# CHECK YOUR UNDERSTANDING
a – In the schizophrenia abstract, what size of Gaussian smoothing kernel was applied to the gray matter and white matter maps?
b – Say whether each statement agrees with the schizophrenia abstract: (i) 22 patients with a first episode of schizophrenia were recruited; (ii) a single protocol was used for data acquisition; (iii) the DARTEL option in the SPM12 toolbox produces a study-specific template. Answer yes or no for each, quoting the words that decide it.

# PAGE TEXT
◇ ◇ ◇ ◇
Support Vector Machines Based Prediction of Schizophrenia Using Neuroimaging Features

Poster No:


Submission Type:

Abstract Submission 


Yinghan Zhu1, Hironori Nakatani1, Walid Yassin2, Naohiro Okada3, Omasu Abe4, Hidenori Yamasue5, Kiyoto Kasai3, Shinsuke Koike6


1University of Tokyo Center for Evolutionary Cognitive Sciences, Tokyo, Japan, 2University of Tokyo 2Department of Child Neuropsychiatry, Graduate School of Medicine, Tokyo, Japan, 3University of Tokyo Department of Neuropsychiatry, Graduate School of Medicine, Tokyo, Japan, 4University of Tokyo Department of Radiology, Graduate School of Medicine,, Tokyo, Japan, 5Hamamatsu University School of Medicine Department of Psychiatry, Hamamatsu, Japan, 6University of Tokyo Institute for Diversity & Adaptation of Human Mind, Tokyo, Japan


This research aims whether the participants who are ultra-high risk for psychosis (UHR) and first episode of schizophrenia (FEP) would be classified into schizophrenia spectrum, using a machine learning classifier based on T1-weighted brain images for healthy control and chronic schizophrenia. This biological based classification is considered helpful for diagnosis and future prognosis(Lindstrom, Wieselgren, & Vonknorring,1994; McGorry et al., 1995; Norman, Malla, Cortese, & Diaz,1996).


Fourty-two patients with chronic schizophrenia, 35 UHR individuals, 22 patients with FEP, and 143 heathy controls were recruited from the Department of Neuropsychiatry, The University of Tokyo Hospital, Japan. There were two different protocols used for data acquisition. Individual T1-weighted images were segmented to produce images of different tissue types (gray matter, white matter, and cerebro-spinal fluid [CSF]) with SPM12 software ( We used the Diffeomorphic Anatomical Registration Through Exponentiated Lie algebra (DARTEL) (Ashburner, 2007) option in the SPM12 toolbox, which creates a study-specific template for segmentations. The tissue classified gray matter and white matter maps were smoothed using a Gaussian smoothing kernel of 8-mm full width at half-maximum (FWHM).
◇ ◇ ◇ ◇
# DATASET RECORDS
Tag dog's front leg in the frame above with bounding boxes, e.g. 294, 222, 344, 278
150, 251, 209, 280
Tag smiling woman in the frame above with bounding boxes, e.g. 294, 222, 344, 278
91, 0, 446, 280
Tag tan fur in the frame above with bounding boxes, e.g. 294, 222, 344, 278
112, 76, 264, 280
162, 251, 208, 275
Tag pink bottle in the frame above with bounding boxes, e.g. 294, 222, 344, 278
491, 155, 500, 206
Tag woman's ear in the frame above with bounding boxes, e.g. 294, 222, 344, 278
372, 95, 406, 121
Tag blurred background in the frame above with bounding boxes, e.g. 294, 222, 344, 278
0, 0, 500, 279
◇ ◇ ◇ ◇
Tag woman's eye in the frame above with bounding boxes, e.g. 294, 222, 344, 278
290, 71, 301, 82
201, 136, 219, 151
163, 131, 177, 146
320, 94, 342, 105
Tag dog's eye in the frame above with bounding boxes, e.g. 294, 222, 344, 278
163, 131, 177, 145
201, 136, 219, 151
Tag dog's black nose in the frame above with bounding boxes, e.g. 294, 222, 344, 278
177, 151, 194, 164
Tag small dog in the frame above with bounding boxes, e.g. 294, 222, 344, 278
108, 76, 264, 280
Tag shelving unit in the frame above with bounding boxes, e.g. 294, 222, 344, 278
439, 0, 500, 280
◇ ◇ ◇ ◇
# EXPECTED RESPONSES
a – A kernel of 8-mm full width at half-maximum (FWHM).

b –
(i) Yes: "22 patients with FEP"
(ii) No: "There were two different protocols used for data acquisition."
(iii) Yes: "which creates a study-specific template for segmentations"